Challenges:
**A)** Answer these questions using the schema migration thread:
(i) Which database system is the tool at the codeplex link built for?
(ii) What title does the thread say it has?
(iii) When is each of the Oxford abstracts migration scripts run?
**B)** Return the passage of the schema migration thread starting at "In this process, I" and ending at "to be applied.", word for word.

Supplied text:
-------

Open nelsonic opened 7 years ago
@des-des could this be useful:
Ok this exists for sql server. It finds the difference between two dbs, and builds a migration script. This is the kind of thing we are interested in but for postgresql. https://opendbdiff.codeplex.com/
Ok, This is some js diffing two dbs: https://github.com/gimenete/dbdiff/blob/master/dbdiff.js.
Works for postgresql!
The title here is postgres-schema-migration-checker. To me this suggests that we are building a ci tool to check if a schema migration will work.
Ie given a migration script, can we apply it to the database without breaking anything. This seems different to my impression of our discussion but makes more sense.
Given this outlook, I possible steps as.
Attempt to apply the migration, if it works we are okay to apply the migration to production.
To outline what I think @nelsonic was suggesting (the whole migration process).
In this process, I am not sure if we can depend on reliability of transactions happening during the copy in step 8.
Oxford abstracts have many migration scripts. Each one is run on server startup. (I assume this will happen when new code is deployed) These migration scripts need to work even if they have been run before, as they get applied many times to a production db.
As the number of migration scripts grow, this process is becoming hard to manage. The db schema become more confused, as to understand the current schema the effect of many migration scripts must be taken into account.
I think another problem here is testing time. Buillding a test db is taking a long time, as all the migration scripts need to be applied.

-------

Supplied material:
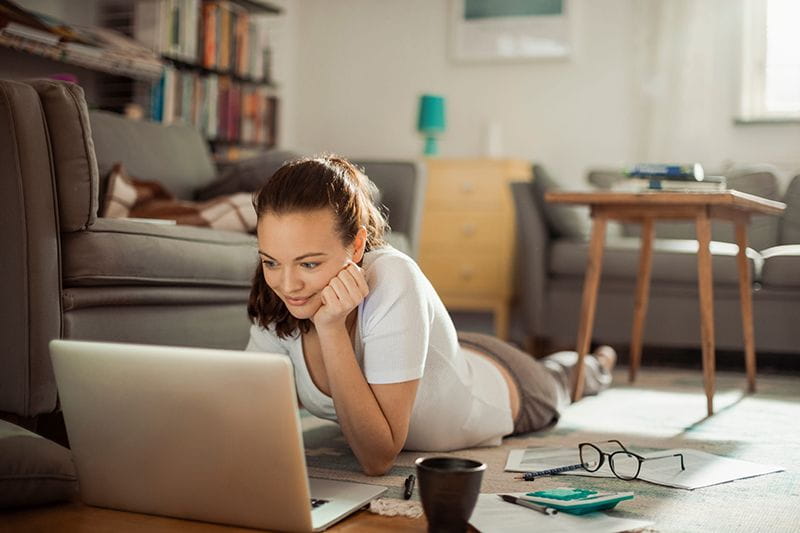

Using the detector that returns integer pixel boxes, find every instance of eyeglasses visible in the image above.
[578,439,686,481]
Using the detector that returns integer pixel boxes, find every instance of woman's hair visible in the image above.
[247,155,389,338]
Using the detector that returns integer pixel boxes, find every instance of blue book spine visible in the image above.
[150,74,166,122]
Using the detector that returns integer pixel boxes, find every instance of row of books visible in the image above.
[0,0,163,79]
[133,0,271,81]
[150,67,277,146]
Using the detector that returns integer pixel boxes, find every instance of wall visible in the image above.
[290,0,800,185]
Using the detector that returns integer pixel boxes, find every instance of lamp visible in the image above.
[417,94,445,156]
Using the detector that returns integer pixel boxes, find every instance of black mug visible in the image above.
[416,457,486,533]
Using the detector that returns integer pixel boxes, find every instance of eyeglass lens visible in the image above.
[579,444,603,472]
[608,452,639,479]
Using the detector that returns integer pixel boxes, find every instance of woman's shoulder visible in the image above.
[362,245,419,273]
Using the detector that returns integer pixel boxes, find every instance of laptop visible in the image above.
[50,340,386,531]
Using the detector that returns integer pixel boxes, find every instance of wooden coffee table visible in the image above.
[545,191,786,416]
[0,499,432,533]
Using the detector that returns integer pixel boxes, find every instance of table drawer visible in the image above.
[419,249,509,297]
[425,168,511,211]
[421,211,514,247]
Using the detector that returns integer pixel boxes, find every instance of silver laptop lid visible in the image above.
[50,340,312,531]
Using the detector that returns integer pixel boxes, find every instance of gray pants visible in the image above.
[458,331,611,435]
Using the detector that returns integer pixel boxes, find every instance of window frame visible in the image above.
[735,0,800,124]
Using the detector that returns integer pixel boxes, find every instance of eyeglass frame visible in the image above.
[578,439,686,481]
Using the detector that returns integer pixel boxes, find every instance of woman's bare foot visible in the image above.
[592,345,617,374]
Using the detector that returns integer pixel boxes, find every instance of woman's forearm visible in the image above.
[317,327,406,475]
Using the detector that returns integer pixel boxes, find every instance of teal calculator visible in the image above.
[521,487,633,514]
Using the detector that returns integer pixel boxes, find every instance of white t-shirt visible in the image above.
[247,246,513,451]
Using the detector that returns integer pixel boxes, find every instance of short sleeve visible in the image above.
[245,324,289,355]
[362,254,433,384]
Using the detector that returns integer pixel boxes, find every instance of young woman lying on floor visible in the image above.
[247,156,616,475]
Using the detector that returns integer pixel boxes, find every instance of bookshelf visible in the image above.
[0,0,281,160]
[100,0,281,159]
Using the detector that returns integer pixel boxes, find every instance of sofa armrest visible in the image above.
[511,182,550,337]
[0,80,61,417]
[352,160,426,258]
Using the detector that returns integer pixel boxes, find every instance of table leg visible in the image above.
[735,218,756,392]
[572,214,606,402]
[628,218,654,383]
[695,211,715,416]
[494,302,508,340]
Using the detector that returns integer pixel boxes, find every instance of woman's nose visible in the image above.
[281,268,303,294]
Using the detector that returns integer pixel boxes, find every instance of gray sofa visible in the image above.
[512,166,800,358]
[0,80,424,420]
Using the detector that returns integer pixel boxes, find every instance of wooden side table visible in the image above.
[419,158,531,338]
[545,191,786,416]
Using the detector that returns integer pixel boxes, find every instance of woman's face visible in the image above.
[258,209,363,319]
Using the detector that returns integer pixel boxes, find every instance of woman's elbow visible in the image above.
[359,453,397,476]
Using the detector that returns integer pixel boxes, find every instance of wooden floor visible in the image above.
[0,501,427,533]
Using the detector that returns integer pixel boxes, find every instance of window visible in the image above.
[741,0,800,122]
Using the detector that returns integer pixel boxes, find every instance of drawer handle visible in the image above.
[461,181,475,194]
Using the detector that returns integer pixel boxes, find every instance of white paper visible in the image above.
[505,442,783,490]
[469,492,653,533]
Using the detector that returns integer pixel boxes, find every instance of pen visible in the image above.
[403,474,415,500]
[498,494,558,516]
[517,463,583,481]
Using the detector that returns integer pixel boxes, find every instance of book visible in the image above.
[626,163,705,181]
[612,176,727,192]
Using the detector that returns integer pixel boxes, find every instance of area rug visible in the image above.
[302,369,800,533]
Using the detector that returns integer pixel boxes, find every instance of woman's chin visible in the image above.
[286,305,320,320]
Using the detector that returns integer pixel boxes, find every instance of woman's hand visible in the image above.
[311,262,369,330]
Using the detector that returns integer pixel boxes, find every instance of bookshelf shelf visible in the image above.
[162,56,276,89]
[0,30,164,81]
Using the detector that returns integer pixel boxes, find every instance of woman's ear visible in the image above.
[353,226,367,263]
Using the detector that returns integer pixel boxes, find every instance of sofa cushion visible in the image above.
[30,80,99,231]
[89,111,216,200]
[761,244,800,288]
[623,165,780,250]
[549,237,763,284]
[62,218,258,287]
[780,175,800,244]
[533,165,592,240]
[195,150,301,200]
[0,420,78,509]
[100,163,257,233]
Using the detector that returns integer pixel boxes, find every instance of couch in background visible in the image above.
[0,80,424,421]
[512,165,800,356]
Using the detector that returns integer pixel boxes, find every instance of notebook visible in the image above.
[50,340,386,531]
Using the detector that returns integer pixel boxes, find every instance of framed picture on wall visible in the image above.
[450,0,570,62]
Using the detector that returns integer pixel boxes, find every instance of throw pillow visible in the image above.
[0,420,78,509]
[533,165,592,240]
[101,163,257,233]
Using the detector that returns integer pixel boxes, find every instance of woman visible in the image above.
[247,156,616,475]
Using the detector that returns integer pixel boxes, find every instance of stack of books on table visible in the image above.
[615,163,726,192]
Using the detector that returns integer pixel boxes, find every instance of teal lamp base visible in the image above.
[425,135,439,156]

-------

The results:
**A)**
(i) SQL Server
(ii) postgres-schema-migration-checker
(iii) On server startup

**B)**
In this process, I am not sure if we can depend on reliability of transactions happening during the copy in step 8.
Oxford abstracts have many migration scripts. Each one is run on server startup. (I assume this will happen when new code is deployed) These migration scripts need to work even if they have been run before, as they get applied many times to a production db.
As the number of migration scripts grow, this process is becoming hard to manage. The db schema become more confused, as to understand the current schema the effect of many migration scripts must be taken into account.
I think another problem here is testing time. Buillding a test db is taking a long time, as all the migration scripts need to be applied.